# [EXERCISES]
**A)** In the family-support article, whom should a recovering family member choose before going to an extended-family event where intoxicating substances will be served?
**B)** Write out the family-support article word for word, starting at the words "As a loved one" and stopping after "the addiction single-handedly.".

# [PROVIDED TEXT]
----
Addiction Recovery Support: How Families Can Help
Having a family member enter addiction treatment usually brings a great sense of relief—but relief mixed with anxiety about whether it’ll “work,” what state your loved one will come home in, and whether the person will relapse after finishing treatment. If this is someone who’s been in rehab before, only to drop out prematurely or drop back into using within weeks, anxiety will be even stronger.
As a loved one and a member of the household, you share responsibility in your relative’s sobriety support network. Assuming you want to do everything you can, and especially if a former rehab attempt ended with everything returning to “normal” in the worst sense, memorize the following tips.
Warning: following this advice may prove hazardous to your comfort zones. The first rule: don’t expect professional treatment to solve all YOUR problems by “curing” the addiction single-handedly.
Join your family member in long-term counseling and support groups.
The actual addict is never the whole problem. Chances are everyone in the household has been encouraging the situation, in ways that won’t be easy to face up to.
Clear the house of all intoxicating substances
—including wine and beer, no matter how much you hate giving up your own nightly glass. If anyone requires a prescription for opioid painkillers or another potentially addictive medication, keep it out of the recovering family member’s sight. It doesn’t matter if these substances weren’t involved in the original problem: many addicts “relapse” into using alternate substances.
In case of extended-family events where intoxicating substances are likely to be served, have a serious discussion with the recovering addict before anyone accepts.
If there are justified doubts about ability to resist temptation, some or all of the others should opt out, or help the addict find an alternate place to enjoy the evening. (Sitting home alone, brooding over “missing out,” is a recipe for relapse.) If the recovering family member does go to the event, have him or her choose a “support partner” to avoid the bar with.
Keep family communications open and honest at all times.
Do whatever you can to help minimize stress on your loved one,
especially in the first few months. Be willing to take some of the stress on yourself if need be. Of course this has been hard on you too, and you definitely need extra self-care; but bite your tongue if you hate to see your relative take an income cut that lowers your standard of living. It will only cause more trouble if you try to decide which parts of the “old life” are worth keeping.
Don’t ever tolerate anyone else
—inside or outside the family—teasing your relative about the problem, or making derogatory remarks about addicts in general. Don’t go out of your way to hide the problem from others, either. Make a united stand against stigma and shame.
----
# [SUPPLIED ENTRIES]
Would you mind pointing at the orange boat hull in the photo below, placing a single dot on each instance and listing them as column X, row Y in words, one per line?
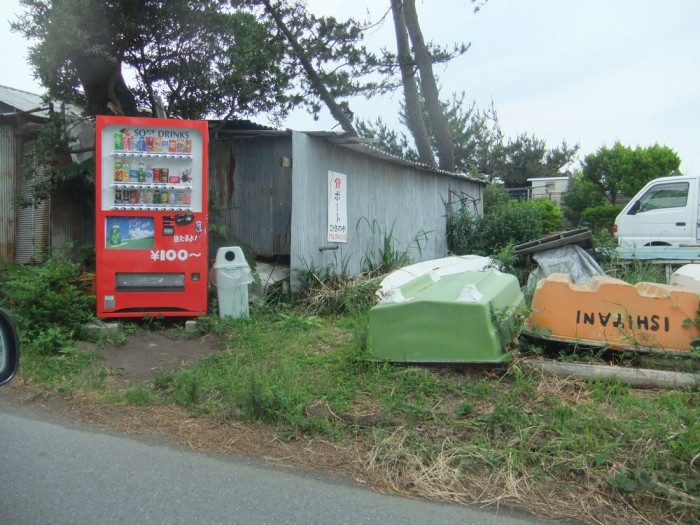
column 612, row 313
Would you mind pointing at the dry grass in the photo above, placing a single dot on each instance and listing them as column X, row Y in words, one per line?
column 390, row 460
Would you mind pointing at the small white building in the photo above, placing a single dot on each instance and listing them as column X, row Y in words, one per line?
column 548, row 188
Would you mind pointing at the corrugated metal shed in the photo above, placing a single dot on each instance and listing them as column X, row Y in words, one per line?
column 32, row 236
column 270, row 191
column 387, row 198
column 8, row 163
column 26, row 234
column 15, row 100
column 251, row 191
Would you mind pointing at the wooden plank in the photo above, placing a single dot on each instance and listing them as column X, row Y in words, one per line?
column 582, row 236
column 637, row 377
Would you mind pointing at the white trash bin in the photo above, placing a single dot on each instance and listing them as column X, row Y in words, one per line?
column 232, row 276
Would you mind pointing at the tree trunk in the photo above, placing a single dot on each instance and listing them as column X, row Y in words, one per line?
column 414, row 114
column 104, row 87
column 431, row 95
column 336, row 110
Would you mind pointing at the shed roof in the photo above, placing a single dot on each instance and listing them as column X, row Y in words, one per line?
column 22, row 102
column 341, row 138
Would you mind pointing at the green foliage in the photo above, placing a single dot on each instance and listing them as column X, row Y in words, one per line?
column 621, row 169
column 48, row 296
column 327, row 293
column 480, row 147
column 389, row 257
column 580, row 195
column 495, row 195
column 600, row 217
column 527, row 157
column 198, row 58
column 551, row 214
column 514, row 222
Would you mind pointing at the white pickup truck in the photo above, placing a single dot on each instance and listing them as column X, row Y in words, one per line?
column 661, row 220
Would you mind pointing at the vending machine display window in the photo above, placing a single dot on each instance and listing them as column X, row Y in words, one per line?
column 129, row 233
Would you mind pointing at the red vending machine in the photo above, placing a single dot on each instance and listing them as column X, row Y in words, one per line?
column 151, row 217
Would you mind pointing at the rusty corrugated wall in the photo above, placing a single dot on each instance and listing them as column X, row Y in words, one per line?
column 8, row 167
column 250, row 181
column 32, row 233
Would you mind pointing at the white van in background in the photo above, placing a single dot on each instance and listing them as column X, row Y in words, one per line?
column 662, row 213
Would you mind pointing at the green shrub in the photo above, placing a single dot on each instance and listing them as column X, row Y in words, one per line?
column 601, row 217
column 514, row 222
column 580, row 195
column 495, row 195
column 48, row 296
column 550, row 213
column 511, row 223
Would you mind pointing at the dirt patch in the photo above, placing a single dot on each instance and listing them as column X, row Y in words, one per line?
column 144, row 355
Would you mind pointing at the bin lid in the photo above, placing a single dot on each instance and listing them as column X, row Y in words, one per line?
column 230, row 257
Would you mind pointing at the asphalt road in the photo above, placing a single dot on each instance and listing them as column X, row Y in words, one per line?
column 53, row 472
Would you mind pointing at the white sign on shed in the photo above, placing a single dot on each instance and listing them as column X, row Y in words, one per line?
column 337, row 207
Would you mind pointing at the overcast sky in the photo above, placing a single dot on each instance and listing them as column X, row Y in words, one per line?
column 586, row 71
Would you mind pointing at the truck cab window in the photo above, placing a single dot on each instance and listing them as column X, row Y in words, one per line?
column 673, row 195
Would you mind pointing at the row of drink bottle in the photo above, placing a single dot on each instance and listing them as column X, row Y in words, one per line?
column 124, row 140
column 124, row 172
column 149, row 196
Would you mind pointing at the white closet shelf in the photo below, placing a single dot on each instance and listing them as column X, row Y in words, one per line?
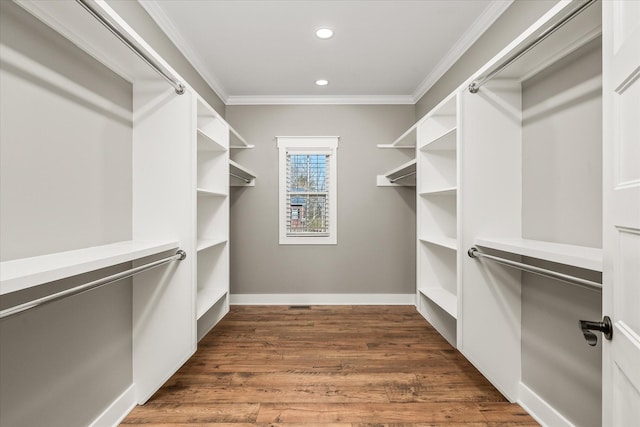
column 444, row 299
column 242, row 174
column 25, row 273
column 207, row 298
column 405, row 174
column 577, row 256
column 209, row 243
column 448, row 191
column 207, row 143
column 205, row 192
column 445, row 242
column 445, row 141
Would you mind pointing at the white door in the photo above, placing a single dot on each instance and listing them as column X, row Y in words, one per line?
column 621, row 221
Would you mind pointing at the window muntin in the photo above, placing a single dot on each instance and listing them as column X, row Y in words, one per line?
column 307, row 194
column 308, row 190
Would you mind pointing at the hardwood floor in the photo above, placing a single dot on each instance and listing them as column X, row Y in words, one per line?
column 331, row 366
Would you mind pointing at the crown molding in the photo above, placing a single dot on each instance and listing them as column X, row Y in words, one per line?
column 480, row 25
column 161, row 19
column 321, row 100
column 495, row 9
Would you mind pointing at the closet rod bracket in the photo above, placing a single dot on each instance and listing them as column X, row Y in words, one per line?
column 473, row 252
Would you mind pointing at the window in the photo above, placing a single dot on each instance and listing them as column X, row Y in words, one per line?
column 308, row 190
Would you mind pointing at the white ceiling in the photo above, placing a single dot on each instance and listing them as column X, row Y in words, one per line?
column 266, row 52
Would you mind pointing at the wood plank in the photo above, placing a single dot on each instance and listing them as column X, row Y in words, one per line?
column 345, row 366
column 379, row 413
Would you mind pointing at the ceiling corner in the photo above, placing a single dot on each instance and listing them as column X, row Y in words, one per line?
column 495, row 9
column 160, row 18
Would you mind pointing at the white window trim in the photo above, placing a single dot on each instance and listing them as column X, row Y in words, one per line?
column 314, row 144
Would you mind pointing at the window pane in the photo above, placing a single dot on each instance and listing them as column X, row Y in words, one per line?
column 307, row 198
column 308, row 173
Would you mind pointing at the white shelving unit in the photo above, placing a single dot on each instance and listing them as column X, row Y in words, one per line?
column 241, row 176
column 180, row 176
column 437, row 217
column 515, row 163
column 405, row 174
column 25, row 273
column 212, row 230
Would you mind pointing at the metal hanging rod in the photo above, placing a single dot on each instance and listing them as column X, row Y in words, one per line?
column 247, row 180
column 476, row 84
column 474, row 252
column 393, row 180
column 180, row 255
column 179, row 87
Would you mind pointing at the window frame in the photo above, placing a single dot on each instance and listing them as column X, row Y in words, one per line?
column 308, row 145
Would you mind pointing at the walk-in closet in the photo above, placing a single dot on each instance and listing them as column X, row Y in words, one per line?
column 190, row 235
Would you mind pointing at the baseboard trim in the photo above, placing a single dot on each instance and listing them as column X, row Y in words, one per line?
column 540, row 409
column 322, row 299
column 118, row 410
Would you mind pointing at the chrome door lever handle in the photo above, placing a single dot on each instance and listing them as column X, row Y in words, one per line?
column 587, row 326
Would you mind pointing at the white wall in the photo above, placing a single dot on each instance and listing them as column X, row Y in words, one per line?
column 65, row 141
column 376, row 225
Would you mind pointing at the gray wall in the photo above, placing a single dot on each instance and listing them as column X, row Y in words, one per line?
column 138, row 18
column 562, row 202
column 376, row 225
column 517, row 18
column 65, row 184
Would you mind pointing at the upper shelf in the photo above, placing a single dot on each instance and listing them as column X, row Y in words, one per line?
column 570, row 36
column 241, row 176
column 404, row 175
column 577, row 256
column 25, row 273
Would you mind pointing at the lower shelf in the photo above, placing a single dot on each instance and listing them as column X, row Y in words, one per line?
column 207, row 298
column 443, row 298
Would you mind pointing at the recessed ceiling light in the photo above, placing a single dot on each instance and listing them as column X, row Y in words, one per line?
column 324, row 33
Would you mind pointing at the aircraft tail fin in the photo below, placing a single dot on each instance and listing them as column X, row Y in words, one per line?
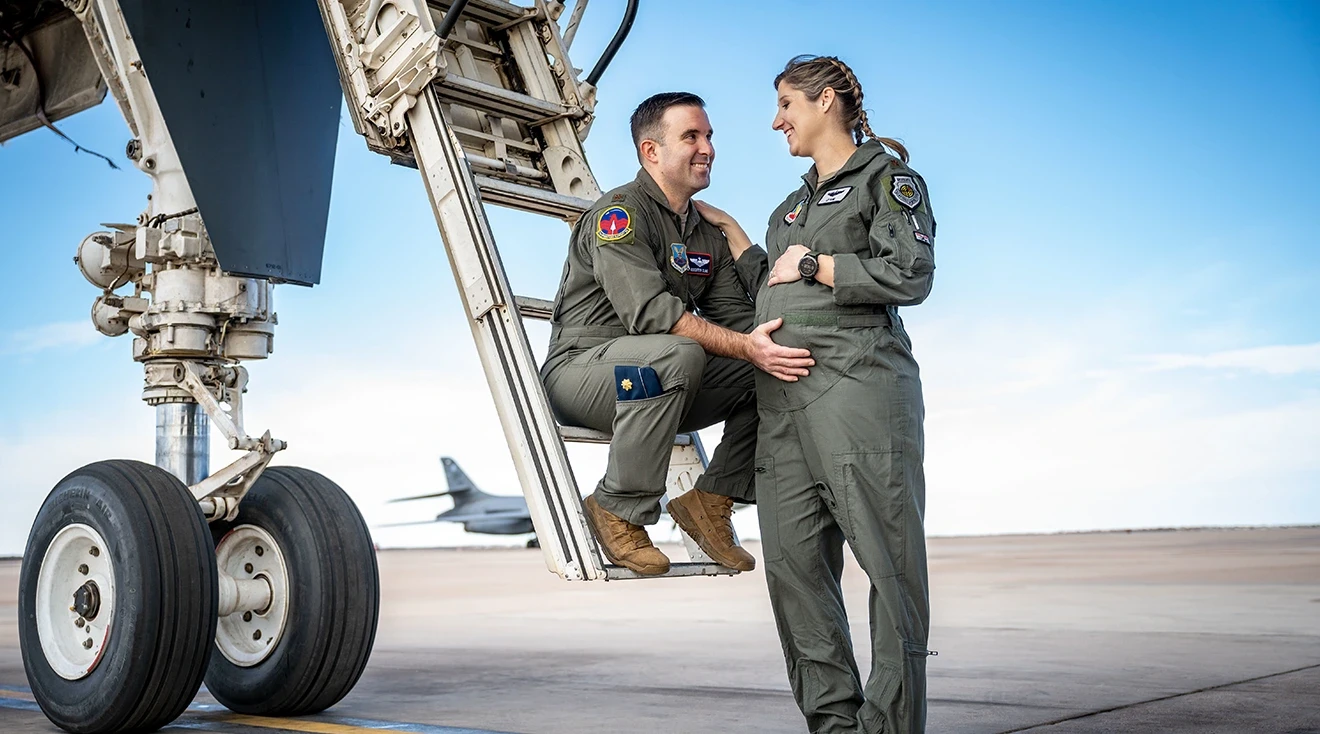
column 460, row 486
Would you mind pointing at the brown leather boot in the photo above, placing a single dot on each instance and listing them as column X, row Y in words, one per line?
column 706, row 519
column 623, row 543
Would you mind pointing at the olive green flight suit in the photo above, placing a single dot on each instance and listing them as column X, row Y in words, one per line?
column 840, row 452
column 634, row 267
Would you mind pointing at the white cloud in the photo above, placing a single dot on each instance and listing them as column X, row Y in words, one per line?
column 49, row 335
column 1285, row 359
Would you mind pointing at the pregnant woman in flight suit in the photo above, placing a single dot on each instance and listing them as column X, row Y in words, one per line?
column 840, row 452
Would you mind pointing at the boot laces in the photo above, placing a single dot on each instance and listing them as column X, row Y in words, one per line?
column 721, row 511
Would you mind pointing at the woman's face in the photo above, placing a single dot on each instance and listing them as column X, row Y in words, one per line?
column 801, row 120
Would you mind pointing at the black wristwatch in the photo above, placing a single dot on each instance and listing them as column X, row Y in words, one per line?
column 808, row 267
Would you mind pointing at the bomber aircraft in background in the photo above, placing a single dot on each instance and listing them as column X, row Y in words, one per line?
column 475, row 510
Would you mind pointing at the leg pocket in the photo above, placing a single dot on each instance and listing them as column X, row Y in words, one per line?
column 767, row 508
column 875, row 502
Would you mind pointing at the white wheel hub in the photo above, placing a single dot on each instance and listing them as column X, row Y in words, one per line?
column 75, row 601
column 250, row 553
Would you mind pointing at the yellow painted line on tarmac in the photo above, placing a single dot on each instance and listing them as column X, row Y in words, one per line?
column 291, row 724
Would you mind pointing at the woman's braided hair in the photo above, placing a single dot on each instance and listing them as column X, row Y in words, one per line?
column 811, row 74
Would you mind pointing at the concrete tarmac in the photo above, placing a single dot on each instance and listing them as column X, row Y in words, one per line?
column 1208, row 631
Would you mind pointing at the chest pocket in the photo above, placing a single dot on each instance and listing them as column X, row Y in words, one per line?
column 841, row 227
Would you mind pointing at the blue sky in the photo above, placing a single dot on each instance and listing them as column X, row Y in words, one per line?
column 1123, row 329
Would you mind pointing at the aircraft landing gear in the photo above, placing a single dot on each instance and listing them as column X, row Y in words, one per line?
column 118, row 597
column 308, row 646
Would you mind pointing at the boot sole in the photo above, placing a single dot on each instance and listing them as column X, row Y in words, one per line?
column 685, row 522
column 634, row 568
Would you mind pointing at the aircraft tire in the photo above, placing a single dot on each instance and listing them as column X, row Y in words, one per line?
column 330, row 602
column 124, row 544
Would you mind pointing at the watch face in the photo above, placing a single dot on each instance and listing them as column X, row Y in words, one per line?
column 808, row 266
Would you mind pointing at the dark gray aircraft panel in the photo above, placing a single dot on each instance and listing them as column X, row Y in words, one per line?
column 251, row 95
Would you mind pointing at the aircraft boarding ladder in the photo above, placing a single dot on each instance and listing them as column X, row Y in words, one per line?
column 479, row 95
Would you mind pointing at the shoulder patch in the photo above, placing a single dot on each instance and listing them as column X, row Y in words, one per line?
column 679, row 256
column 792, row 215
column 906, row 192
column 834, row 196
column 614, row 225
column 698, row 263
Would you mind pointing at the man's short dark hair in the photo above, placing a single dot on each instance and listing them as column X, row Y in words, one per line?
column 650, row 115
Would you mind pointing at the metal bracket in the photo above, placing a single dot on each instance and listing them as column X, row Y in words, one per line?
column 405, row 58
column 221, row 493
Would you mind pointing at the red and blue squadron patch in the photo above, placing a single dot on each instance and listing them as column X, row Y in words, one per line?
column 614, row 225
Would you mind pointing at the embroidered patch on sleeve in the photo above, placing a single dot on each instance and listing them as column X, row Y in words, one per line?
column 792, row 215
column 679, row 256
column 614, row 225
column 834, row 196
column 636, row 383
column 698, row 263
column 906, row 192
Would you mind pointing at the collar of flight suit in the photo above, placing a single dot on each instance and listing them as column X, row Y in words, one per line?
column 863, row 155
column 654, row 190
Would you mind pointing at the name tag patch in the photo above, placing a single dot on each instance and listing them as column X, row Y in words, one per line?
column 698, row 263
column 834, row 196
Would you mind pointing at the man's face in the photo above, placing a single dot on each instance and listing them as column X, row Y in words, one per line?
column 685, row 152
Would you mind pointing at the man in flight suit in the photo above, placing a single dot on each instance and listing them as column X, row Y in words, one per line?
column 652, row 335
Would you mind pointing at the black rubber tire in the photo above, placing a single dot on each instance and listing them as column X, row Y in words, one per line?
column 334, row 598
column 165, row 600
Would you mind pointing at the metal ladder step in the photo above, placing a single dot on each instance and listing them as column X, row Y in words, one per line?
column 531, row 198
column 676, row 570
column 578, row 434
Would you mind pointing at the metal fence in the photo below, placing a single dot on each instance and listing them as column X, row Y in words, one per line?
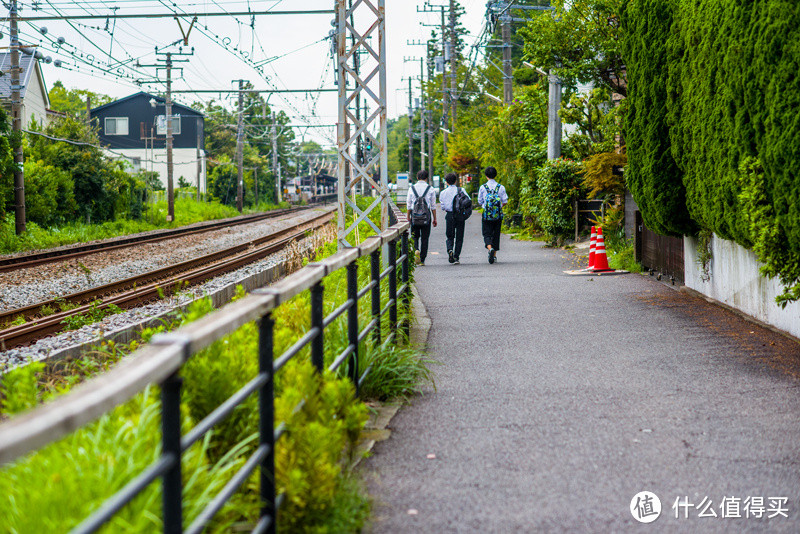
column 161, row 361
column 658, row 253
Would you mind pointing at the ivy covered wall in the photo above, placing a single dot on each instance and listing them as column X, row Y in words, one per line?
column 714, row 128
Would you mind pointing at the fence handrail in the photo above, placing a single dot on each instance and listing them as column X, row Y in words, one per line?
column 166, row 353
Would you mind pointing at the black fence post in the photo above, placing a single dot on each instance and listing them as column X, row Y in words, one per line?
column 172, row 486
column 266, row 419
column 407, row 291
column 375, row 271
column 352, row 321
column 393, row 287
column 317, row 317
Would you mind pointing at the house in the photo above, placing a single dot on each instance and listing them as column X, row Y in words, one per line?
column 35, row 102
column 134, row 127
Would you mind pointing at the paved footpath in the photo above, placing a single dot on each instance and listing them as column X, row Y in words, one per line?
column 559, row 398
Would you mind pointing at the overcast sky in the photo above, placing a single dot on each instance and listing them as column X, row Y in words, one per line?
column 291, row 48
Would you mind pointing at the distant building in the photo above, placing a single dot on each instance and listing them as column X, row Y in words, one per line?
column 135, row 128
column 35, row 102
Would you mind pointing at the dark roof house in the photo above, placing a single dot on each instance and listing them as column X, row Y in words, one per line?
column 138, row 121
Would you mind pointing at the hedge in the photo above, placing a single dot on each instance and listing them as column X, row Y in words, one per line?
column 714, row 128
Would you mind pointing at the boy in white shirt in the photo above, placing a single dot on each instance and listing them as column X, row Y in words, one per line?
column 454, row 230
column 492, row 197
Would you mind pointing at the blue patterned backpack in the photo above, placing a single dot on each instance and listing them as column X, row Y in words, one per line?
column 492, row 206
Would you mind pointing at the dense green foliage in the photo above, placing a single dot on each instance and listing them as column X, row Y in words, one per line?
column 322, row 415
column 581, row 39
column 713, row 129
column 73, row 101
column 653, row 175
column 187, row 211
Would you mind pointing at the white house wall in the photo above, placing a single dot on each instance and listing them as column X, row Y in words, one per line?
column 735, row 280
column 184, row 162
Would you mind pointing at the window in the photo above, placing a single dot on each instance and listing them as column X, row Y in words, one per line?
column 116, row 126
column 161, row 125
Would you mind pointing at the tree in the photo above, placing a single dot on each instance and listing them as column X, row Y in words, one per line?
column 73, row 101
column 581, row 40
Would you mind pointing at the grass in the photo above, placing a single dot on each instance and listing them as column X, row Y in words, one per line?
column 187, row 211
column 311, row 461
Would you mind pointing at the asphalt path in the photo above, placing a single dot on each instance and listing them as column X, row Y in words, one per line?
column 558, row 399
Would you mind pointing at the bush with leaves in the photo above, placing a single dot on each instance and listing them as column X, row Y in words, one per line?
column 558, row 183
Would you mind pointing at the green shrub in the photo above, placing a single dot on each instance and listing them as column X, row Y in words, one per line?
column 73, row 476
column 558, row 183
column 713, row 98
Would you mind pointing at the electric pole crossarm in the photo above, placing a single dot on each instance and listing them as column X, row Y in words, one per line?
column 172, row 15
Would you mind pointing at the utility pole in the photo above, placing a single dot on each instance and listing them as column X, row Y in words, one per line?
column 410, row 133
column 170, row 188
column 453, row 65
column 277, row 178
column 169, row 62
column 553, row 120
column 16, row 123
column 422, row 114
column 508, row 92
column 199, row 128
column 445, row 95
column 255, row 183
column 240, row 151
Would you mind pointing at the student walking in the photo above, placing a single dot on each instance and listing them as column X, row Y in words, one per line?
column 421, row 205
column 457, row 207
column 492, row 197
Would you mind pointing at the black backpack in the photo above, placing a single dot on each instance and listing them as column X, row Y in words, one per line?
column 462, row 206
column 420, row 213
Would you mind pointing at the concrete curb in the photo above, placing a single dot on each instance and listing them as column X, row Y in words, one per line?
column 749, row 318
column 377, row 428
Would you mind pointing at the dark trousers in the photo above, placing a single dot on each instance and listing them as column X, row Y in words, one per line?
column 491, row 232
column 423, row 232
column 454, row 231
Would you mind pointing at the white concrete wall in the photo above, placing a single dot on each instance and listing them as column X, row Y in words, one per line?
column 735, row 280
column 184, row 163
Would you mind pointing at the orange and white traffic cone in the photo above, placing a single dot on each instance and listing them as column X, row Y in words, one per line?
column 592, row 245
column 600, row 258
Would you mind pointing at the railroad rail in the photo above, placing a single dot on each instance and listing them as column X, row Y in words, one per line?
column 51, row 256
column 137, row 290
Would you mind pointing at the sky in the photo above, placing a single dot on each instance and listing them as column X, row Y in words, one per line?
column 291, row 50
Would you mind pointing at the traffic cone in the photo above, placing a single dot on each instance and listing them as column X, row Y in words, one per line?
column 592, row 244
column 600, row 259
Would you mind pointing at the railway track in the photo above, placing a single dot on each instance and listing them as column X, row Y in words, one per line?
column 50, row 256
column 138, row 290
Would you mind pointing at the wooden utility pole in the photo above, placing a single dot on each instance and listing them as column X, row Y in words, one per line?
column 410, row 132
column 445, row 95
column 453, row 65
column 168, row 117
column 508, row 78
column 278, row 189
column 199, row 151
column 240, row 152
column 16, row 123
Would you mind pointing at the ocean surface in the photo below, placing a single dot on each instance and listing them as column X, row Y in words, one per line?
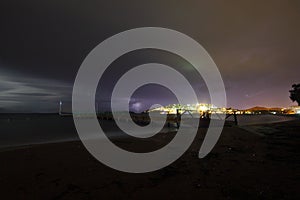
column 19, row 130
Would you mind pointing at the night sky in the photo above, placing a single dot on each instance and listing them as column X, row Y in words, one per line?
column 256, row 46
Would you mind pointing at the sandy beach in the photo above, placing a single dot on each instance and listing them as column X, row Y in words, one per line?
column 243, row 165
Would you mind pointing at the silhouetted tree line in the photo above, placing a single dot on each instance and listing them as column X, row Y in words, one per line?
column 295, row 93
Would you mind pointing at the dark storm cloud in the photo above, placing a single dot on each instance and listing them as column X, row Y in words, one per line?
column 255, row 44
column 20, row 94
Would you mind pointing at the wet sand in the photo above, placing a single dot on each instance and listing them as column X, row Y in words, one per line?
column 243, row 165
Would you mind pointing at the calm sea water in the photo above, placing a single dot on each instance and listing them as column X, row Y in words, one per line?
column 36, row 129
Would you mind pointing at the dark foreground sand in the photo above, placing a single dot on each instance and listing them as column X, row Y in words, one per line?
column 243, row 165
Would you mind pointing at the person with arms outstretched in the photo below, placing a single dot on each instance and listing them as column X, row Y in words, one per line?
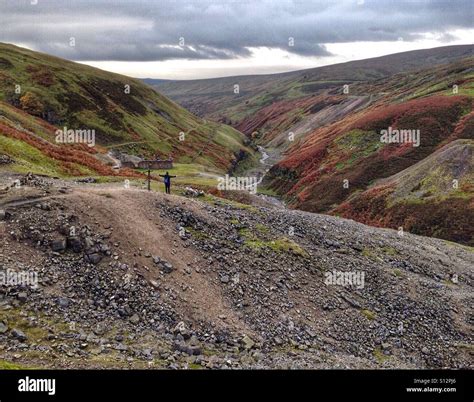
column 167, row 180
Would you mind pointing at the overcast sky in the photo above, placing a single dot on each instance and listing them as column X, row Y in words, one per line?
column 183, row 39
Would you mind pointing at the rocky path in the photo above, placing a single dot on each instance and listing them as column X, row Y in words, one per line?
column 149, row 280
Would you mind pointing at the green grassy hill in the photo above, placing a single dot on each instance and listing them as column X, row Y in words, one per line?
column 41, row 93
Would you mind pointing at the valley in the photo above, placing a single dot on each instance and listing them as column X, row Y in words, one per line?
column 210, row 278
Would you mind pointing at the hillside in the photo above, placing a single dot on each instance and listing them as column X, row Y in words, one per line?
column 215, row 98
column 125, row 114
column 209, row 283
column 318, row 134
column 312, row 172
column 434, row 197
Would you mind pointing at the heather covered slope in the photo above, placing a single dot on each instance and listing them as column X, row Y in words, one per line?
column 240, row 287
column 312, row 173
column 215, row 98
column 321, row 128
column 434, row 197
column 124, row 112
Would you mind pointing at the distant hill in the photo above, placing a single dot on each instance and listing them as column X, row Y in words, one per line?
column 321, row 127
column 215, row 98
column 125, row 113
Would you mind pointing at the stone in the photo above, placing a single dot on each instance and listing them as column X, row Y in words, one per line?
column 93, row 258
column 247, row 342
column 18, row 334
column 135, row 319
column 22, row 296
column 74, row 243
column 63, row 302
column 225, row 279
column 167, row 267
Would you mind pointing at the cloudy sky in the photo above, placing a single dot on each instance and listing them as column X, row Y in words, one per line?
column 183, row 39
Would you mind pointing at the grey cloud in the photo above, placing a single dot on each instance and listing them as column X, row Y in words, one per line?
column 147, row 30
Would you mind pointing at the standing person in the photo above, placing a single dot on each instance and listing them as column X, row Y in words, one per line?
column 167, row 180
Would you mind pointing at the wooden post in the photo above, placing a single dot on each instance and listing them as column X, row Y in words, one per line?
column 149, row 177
----
# [LIST OF ANSWERS]
**A)** A "support partner" to avoid the bar with.

**B)**
As a loved one and a member of the household, you share responsibility in your relative’s sobriety support network. Assuming you want to do everything you can, and especially if a former rehab attempt ended with everything returning to “normal” in the worst sense, memorize the following tips.
Warning: following this advice may prove hazardous to your comfort zones. The first rule: don’t expect professional treatment to solve all YOUR problems by “curing” the addiction single-handedly.